*Page excerpt:*
--- begin ---
Higher levels of inflation may not happen in Hungary even with 'extraordinary' stimulus measures

"It is clear that there are serious structural forces at play, which contribute to inflation being this low, such as globalization and changing demographic trends," the managing director of the National Bank of Hungary has said

A return to higher levels of inflation may not happen even with extraordinary stimulus measures by central banks because of structural factors such as ageing populations, Barnabás Virág, managing director of the National Bank of Hungary, has said.

"It is clear that there are serious structural forces at play, which contribute to inflation being this low, such as globalization and changing demographic trends," Virág told a conference organized by financial news website portfolio.hu.

"We have been saying for two years that we expect to reach our inflation target on a two-year horizon," Virág said.

"The Japanese have been saying this for 20 years."

Reuters reports today that faced with inflation near zero, Hungary's central bank has lowered its base rate to a record-low 0.9 percent and aims to squeeze hundreds of billions of forints out of its main liquidity tool into the economy by the end of this year. Its next policy meeting is due on October 25.

The bank has said it would not cut its base rate further but use targeted unconventional tools to ensure inflation approaches its 3 percent target, now expected around the middle of 2018.
--- end ---
Extend the Hungarian inflation article, picking up right after its final sentence about the 3 percent target.

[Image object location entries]
--- begin ---
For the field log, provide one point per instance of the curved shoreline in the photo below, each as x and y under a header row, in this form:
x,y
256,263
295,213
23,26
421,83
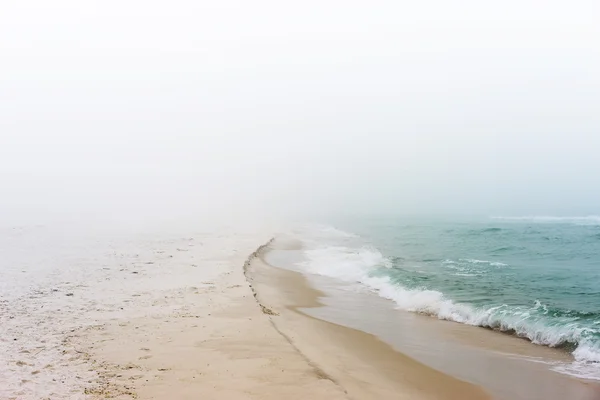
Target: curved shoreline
x,y
363,365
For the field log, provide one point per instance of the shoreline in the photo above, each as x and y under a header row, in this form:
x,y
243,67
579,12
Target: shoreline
x,y
362,364
506,367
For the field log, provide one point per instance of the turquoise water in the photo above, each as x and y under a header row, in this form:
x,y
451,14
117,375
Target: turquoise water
x,y
533,277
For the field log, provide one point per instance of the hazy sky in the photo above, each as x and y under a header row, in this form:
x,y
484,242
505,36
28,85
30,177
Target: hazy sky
x,y
355,106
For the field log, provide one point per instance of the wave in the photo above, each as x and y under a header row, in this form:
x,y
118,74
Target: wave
x,y
582,220
536,323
--- end ---
*Response for this exercise:*
Hungary imports low levels of inflation due to weakness in the euro zone, its main trading partner, as well as a fall in oil prices. Like many richer countries, its population is projected to fall by millions by the middle of the century based on current trends, from just below 10 million now.

Virág said these broader factors could result in sustained weaker price growth in the longer run and the return of higher inflation levels "should not be taken for granted".

Signs that structural changes are weakening central banks' influence over inflation and growth raise questions about the viability of inflation targeting, the cornerstone of modern monetary policy. The topic will be among those discussed at the International Monetary Fund's annual meeting this week.

Hungary's annual headline inflation ran at -0.1 percent in August.

Virág said the central bank hoped that its latest measure to limit the amount of funds commercial banks can park in its main liquidity instrument would also contribute to higher lending in the economy or at the very least reduce bond yields.